Work required » The records that follow must all be duplicated exactly.

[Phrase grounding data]
= = = =
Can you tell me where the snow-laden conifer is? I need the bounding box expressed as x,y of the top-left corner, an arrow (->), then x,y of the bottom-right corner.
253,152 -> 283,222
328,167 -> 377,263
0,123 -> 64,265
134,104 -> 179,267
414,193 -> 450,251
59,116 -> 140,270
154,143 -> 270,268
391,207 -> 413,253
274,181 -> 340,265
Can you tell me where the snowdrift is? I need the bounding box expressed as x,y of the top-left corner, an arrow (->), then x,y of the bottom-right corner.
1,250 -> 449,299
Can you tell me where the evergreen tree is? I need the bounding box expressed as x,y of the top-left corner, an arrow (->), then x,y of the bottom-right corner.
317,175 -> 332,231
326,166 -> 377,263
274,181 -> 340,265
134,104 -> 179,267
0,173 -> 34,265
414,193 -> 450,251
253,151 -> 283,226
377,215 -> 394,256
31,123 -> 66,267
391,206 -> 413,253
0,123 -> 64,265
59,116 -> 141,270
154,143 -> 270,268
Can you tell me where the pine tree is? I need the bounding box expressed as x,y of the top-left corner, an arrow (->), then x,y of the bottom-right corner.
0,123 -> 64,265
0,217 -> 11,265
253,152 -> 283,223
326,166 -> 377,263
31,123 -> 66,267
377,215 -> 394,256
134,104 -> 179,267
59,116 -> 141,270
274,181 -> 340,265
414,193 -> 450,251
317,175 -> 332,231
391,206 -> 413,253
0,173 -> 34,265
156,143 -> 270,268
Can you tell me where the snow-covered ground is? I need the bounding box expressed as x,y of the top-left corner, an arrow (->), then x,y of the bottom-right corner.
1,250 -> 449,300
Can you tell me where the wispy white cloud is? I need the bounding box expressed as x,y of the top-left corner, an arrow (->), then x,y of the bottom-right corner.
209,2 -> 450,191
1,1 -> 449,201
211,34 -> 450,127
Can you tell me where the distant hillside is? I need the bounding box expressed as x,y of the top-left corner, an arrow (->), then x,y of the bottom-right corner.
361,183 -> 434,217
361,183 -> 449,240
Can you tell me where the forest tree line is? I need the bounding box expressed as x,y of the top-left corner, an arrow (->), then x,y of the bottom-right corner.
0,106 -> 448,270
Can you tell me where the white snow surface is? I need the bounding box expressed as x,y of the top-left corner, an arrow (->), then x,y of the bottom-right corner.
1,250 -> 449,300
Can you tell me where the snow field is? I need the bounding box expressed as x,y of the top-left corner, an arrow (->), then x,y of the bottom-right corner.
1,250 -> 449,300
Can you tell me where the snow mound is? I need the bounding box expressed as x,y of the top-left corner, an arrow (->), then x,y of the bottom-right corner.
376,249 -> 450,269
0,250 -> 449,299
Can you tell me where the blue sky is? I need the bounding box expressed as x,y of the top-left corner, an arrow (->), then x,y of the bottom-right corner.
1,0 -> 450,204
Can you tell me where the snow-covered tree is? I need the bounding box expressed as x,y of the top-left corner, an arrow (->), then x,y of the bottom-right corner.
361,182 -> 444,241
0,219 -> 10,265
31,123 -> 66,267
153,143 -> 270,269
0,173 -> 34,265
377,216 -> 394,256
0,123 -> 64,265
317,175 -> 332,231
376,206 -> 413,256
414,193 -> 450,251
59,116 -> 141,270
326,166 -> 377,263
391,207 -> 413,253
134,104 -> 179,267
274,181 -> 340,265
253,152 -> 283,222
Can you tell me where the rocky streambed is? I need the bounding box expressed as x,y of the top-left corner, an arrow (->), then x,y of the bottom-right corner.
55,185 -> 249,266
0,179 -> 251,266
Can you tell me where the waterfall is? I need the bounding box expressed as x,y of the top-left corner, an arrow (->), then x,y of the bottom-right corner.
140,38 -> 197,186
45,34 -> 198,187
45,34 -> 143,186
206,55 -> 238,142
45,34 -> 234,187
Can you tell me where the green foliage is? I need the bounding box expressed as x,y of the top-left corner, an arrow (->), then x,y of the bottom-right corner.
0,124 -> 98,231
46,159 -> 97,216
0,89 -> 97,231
= = = =
Exercise solution »
Can you tell me where the snow-laden conifer is? I need the bounding box expressed as x,y of the top-left corner, an arrow (->), then x,y of the bottom-right corner.
253,152 -> 283,222
328,167 -> 377,263
0,123 -> 64,265
134,104 -> 179,267
414,193 -> 450,251
59,116 -> 140,270
154,143 -> 270,268
391,207 -> 413,253
274,181 -> 340,265
Can you tell me where the snowdrift is? I need the bounding box expressed as x,y of the top-left corner, an arrow (->), then x,y of the bottom-right corner.
1,250 -> 449,299
Can you tell me where the evergreen tree is? I need the bounding box expressed as x,y of the top-left corner, an arrow (->), then x,y of the bottom-right corner.
317,175 -> 332,231
326,166 -> 377,263
274,181 -> 340,265
134,104 -> 179,267
0,173 -> 34,265
414,193 -> 450,251
253,151 -> 283,226
377,215 -> 394,256
31,123 -> 66,267
391,206 -> 413,253
0,123 -> 64,265
59,116 -> 141,270
154,143 -> 270,268
Can you tell me where the pine tree is? I need the bounding box expressed as x,y of the top-left corner, an arrow (->), then x,y of the bottom-right corner.
0,123 -> 64,265
0,217 -> 11,265
253,152 -> 283,223
326,166 -> 377,263
31,123 -> 66,267
377,215 -> 394,256
134,104 -> 179,267
59,116 -> 141,270
274,181 -> 340,265
414,193 -> 450,251
317,175 -> 332,231
391,206 -> 413,253
0,173 -> 34,265
156,143 -> 270,268
Can you tell me where the snow-covered ground is? I need the bounding box expressed as x,y of the top-left corner, an arrow (->), then x,y of the bottom-right corner.
1,250 -> 449,300
Can you tell me where the wispy white cloud is? I need the bounding box expressed as x,y of the top-left corner, an arrow (->), then x,y of the bottom-right corner.
209,2 -> 450,191
1,1 -> 449,201
211,34 -> 450,127
Can you tell me where the distant hillside is? I need the bounding box expressed as x,y of the top-left corner, an arrow (->), then x,y of the bottom-right corner.
361,183 -> 434,217
361,183 -> 449,240
Can you tell me where the forest tree line is? I need the bounding box expressed as x,y of the top-left corner, an arrow (->), then x,y of the bottom-right corner.
0,106 -> 448,270
Can you tell me where the white snow surface is? I need the bounding box expressed as x,y of the top-left corner, an arrow (->), then x,y of the bottom-right corner.
1,250 -> 449,300
Can you tell me where the snow field is? I need the bounding box expressed as x,y of the top-left corner, an arrow (->), then x,y of the bottom-right corner.
1,250 -> 449,300
Can you tell me where the snow mound is? I need the bounding box expressed as x,y of the top-left corner, an arrow (->), then x,y of the bottom-right corner.
376,249 -> 450,269
0,250 -> 449,299
Can you tell me where the blue sky is? I need the bounding box expressed as x,y of the top-left corner, an arrow (->), then x,y of the bottom-right corner.
1,0 -> 450,204
Can you tell me where the snow-covered tree is? I need the bounding box expressed as x,y of the top-left corner, an arrow (->), then x,y of the bottom-right corner.
361,182 -> 444,241
0,219 -> 10,265
31,123 -> 66,267
153,143 -> 270,269
0,173 -> 34,265
377,216 -> 394,256
0,123 -> 64,265
317,175 -> 332,231
376,206 -> 413,256
414,193 -> 450,251
59,116 -> 141,270
326,166 -> 377,263
391,207 -> 413,253
134,104 -> 179,267
274,181 -> 340,265
253,152 -> 283,222
Can you tell me where the rocky streambed is? I need the bounding box expressed as x,y of the top-left corner, an arrow (->), then x,y of the bottom-right corner.
55,185 -> 249,266
0,179 -> 251,266
Can you tell me where the waterfall is? I need the bounding box expressed as x,y of the top-left corner, an arrow (->), then x,y of the bottom-right corner.
140,38 -> 197,186
45,34 -> 198,187
45,34 -> 143,186
206,55 -> 238,142
45,34 -> 234,187
Can you tell me where the green foliage is? I need the bounding box expressed as x,y of the top-left corner, an arrow (->), then x,y of the bottom-right corner.
0,124 -> 98,231
46,159 -> 97,216
0,89 -> 97,231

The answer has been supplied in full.